**What to produce:**
Report all lines in the records that hold the string "separate".

**Information:**
-- -- --
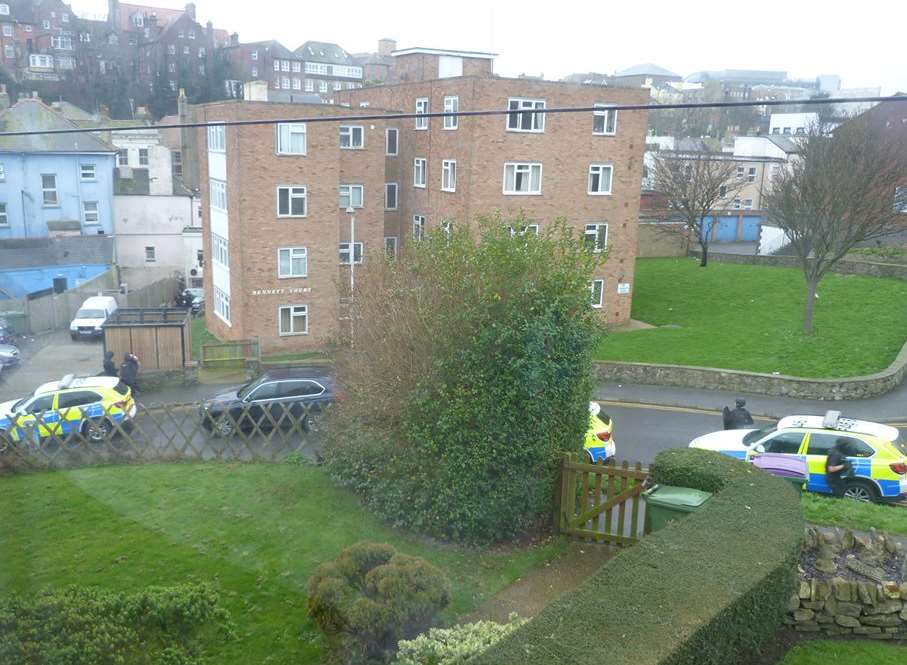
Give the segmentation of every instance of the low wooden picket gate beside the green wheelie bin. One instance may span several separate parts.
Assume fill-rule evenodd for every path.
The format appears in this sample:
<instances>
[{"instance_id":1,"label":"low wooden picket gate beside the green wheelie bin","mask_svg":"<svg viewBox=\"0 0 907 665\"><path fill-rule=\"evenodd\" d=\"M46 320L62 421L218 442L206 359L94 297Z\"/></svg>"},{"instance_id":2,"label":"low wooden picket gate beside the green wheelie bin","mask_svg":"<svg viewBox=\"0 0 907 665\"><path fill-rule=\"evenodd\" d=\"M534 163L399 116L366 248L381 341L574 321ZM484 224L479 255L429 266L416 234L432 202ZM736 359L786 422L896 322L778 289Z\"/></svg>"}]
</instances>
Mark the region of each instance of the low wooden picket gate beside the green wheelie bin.
<instances>
[{"instance_id":1,"label":"low wooden picket gate beside the green wheelie bin","mask_svg":"<svg viewBox=\"0 0 907 665\"><path fill-rule=\"evenodd\" d=\"M645 531L645 502L640 498L648 472L614 460L589 464L565 455L561 467L561 533L631 545Z\"/></svg>"}]
</instances>

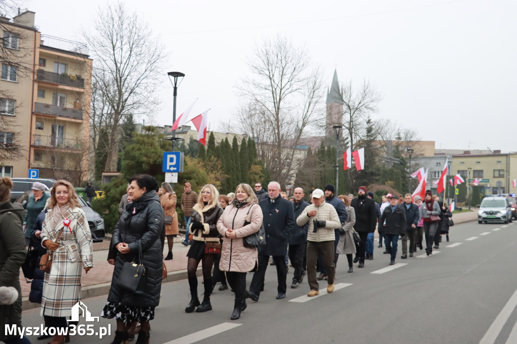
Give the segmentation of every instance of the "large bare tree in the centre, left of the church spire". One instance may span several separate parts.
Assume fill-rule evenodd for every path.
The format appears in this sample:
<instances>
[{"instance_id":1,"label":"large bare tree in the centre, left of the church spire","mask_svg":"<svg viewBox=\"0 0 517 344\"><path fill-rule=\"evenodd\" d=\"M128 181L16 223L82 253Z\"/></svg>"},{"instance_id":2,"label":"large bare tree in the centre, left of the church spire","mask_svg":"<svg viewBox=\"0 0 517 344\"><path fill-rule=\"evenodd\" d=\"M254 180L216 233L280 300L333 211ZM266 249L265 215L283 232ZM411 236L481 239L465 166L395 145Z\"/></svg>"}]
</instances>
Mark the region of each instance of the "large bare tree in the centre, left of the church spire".
<instances>
[{"instance_id":1,"label":"large bare tree in the centre, left of the church spire","mask_svg":"<svg viewBox=\"0 0 517 344\"><path fill-rule=\"evenodd\" d=\"M271 178L285 185L296 173L300 137L322 110L321 73L307 49L281 36L257 44L248 66L252 76L237 87L246 99L237 118L241 130L257 141L258 159Z\"/></svg>"}]
</instances>

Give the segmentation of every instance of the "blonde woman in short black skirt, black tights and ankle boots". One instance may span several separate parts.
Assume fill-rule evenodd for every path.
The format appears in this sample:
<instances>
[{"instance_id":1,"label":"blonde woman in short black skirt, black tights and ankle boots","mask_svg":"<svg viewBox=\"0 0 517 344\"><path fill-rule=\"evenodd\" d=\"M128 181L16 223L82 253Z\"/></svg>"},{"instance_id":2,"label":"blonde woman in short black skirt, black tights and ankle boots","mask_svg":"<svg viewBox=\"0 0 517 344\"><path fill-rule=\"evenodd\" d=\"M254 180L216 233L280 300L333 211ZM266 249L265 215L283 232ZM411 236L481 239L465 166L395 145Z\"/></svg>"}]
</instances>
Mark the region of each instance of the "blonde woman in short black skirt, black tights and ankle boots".
<instances>
[{"instance_id":1,"label":"blonde woman in short black skirt, black tights and ankle boots","mask_svg":"<svg viewBox=\"0 0 517 344\"><path fill-rule=\"evenodd\" d=\"M206 242L219 244L219 233L216 225L223 209L219 205L219 192L212 184L203 186L197 203L192 208L192 222L189 233L192 233L192 245L187 257L187 276L189 279L191 299L185 308L187 313L194 311L206 312L212 309L210 294L212 292L212 267L216 260L216 253L205 253ZM197 298L197 276L195 274L199 263L202 262L205 294L203 303Z\"/></svg>"}]
</instances>

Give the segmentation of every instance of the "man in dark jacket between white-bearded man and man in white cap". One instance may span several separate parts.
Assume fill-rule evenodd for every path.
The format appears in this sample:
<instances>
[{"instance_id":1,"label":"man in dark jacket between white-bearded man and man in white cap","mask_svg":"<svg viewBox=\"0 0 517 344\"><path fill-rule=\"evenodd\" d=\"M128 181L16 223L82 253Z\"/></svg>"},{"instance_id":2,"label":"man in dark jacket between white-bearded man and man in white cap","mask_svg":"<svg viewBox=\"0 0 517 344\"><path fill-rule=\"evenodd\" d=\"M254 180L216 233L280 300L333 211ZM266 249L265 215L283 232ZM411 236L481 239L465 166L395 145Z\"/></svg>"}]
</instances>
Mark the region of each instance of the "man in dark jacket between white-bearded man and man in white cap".
<instances>
[{"instance_id":1,"label":"man in dark jacket between white-bearded man and man in white cap","mask_svg":"<svg viewBox=\"0 0 517 344\"><path fill-rule=\"evenodd\" d=\"M300 216L303 209L307 208L309 205L306 201L303 200L303 189L301 187L297 187L294 189L294 202L293 202L293 210L294 210L294 218L298 218ZM307 231L309 230L309 223L306 223L303 226L298 226L298 224L294 224L294 230L289 237L289 259L291 259L291 263L294 267L294 277L293 283L291 284L291 288L298 288L299 284L303 280L303 276L305 276L305 267L306 267L306 254L307 254Z\"/></svg>"}]
</instances>

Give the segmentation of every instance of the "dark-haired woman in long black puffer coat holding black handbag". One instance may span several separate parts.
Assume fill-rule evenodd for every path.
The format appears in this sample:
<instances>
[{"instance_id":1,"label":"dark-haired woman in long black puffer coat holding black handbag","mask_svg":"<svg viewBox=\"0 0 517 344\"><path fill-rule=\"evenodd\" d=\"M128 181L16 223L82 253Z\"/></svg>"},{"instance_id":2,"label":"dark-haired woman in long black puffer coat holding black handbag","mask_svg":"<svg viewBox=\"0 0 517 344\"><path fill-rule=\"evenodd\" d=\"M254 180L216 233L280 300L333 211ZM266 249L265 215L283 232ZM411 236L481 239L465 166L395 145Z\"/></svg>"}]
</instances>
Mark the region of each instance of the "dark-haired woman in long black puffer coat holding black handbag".
<instances>
[{"instance_id":1,"label":"dark-haired woman in long black puffer coat holding black handbag","mask_svg":"<svg viewBox=\"0 0 517 344\"><path fill-rule=\"evenodd\" d=\"M117 258L111 280L108 303L104 306L103 318L116 318L117 330L112 344L128 340L126 324L140 322L141 330L136 343L149 340L149 320L155 317L155 307L160 301L163 252L160 234L163 229L163 208L156 194L158 183L154 177L139 175L130 179L128 192L132 200L113 231L112 245L117 249ZM117 279L125 262L138 259L142 248L142 263L145 267L146 288L143 292L130 293L117 286Z\"/></svg>"}]
</instances>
-- -- --
**Solution to this task:**
Give the segmentation of every instance of the low wooden picket gate beside the green wheelie bin. One instance may span several separate parts.
Give the segmentation of every instance of the "large bare tree in the centre, left of the church spire". One instance may span several separate parts.
Give the segmentation of every instance of the "blonde woman in short black skirt, black tights and ankle boots". One instance may span several separate parts.
Give the segmentation of every instance of the "man in dark jacket between white-bearded man and man in white cap". One instance may span several separate parts.
Give the segmentation of every instance of the "dark-haired woman in long black puffer coat holding black handbag". One instance may span several separate parts.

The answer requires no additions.